### What you have to do
Write out every entry word for word.

┄┄┄┄┄┄

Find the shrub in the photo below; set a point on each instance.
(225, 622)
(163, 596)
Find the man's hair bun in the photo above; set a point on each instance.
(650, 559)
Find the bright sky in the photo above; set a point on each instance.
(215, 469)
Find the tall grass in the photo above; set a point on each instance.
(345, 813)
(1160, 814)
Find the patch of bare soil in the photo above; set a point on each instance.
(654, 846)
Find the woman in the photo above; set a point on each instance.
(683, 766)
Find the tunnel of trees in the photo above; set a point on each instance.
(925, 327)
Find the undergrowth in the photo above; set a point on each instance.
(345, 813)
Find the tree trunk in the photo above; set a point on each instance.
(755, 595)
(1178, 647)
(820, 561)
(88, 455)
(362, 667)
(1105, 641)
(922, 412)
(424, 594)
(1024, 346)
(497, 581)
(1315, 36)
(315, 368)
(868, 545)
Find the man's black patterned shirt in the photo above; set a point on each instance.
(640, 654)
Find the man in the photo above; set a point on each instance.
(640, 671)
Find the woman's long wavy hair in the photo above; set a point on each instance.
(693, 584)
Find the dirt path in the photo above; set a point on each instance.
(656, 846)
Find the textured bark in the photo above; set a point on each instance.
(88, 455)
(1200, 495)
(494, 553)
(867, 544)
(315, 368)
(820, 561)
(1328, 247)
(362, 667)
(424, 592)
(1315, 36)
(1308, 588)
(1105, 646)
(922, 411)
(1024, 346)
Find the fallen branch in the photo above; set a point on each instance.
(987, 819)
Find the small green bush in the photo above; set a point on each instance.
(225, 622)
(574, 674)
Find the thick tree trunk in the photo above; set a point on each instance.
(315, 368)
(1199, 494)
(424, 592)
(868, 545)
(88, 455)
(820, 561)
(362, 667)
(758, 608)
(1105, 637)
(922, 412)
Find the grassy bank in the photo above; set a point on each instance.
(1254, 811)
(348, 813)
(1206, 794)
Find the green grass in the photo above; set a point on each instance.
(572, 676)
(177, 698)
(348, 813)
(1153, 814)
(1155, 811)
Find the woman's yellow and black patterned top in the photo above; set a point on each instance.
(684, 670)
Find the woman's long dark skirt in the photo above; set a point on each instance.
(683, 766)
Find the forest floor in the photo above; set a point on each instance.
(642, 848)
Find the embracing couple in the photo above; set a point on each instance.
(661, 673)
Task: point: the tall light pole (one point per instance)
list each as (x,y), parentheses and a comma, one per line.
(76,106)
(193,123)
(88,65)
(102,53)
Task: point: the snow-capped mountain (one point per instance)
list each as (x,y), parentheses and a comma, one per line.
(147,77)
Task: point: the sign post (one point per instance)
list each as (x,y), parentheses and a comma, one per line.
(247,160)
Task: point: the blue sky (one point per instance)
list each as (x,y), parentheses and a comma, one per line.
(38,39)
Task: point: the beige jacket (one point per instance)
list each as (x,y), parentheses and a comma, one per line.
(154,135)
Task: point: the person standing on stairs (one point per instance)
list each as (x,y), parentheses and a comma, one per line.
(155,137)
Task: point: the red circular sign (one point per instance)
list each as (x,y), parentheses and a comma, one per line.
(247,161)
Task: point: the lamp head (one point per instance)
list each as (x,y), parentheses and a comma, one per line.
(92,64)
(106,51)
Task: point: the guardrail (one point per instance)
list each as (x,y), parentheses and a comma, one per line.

┄┄┄┄┄┄

### The completed task
Find the shrub in the photo below; set a point on each instance.
(225, 622)
(163, 596)
Find the man's hair bun in the photo above; set a point on each instance.
(650, 559)
Find the bright sky in the photo above; set a point on each instance.
(215, 469)
Find the tall grass in the photo above; set a point on each instance.
(345, 813)
(1160, 814)
Find the patch of bare soil in the photo above; set a point on each instance.
(654, 846)
Find the woman in the photo above; set a point on each instance.
(683, 766)
Find the tunnel of trees in the photo above; set a point on each instance.
(925, 327)
Find the undergrowth in the photo above; set a point on each instance.
(345, 813)
Find the tree trunk in the photo above; set a point on each instance.
(755, 595)
(1178, 647)
(820, 561)
(88, 455)
(362, 667)
(1105, 641)
(922, 412)
(424, 594)
(1024, 346)
(497, 581)
(1315, 36)
(315, 368)
(868, 545)
Find the man's black patterned shirt in the photo above; set a point on each instance.
(640, 654)
Find the man in the photo above; set a point on each instance.
(640, 671)
Find the woman's long wavy hair in the photo above; set a point on each instance.
(693, 584)
Find the dirt path in the photo above; set a point on each instance.
(656, 846)
Find the textured bark in the photo above; set a point on each instance.
(88, 455)
(1200, 495)
(494, 553)
(867, 544)
(315, 368)
(820, 561)
(1328, 247)
(362, 667)
(424, 592)
(1315, 36)
(1308, 588)
(1105, 646)
(922, 411)
(1024, 346)
Find the fallen branch in the photo above; set a point on each instance.
(987, 819)
Find the small green bush in the photo above; set a point on each instance.
(225, 622)
(574, 674)
Find the thick tree trunk in the photo above; set a point on each instance.
(315, 368)
(1199, 494)
(424, 592)
(868, 545)
(88, 455)
(820, 561)
(362, 667)
(758, 608)
(1105, 637)
(922, 412)
Find the grassy bank in the photo above; set a point on each instance.
(1254, 811)
(348, 813)
(1206, 794)
Find the green grass in the photo above; set a point on each instance.
(572, 676)
(177, 698)
(348, 813)
(1153, 814)
(1155, 811)
Find the woman's yellow and black patterned top in the photo above; set a point on each instance.
(684, 670)
Find the woman's long dark skirt in the photo above; set a point on each instance.
(683, 766)
Find the forest floor in the photo above; set a point on each instance.
(642, 848)
Find the embracing couple in the photo above; set a point on each instance.
(661, 673)
Task: point: the tall light pole (one point per instance)
list each as (x,y), parentheses and a comma, one per line.
(76,106)
(193,123)
(88,65)
(102,53)
Task: point: the snow-capped mountain (one point per instance)
list each as (x,y), parentheses and a comma, one per line.
(147,77)
Task: point: the sign post (one point per instance)
list each as (x,y), parentheses and a comma, one per line.
(247,160)
Task: point: the blue sky (one point per instance)
list each as (x,y), parentheses and a comma, one per line.
(38,39)
Task: point: the beige jacket (one point per instance)
list each as (x,y), parentheses and a comma, one per line.
(154,135)
Task: point: the person standing on stairs (one point per instance)
list each as (x,y), parentheses and a comma, one per line.
(155,137)
Task: point: the red circular sign (one point per instance)
list each as (x,y), parentheses and a comma, one per line.
(247,161)
Task: point: the lamp head (one point per instance)
list each as (x,y), parentheses and a comma, one per line.
(92,64)
(106,51)
Task: point: the guardrail (one point per instance)
list each as (x,y), parentheses and a comma, one per line.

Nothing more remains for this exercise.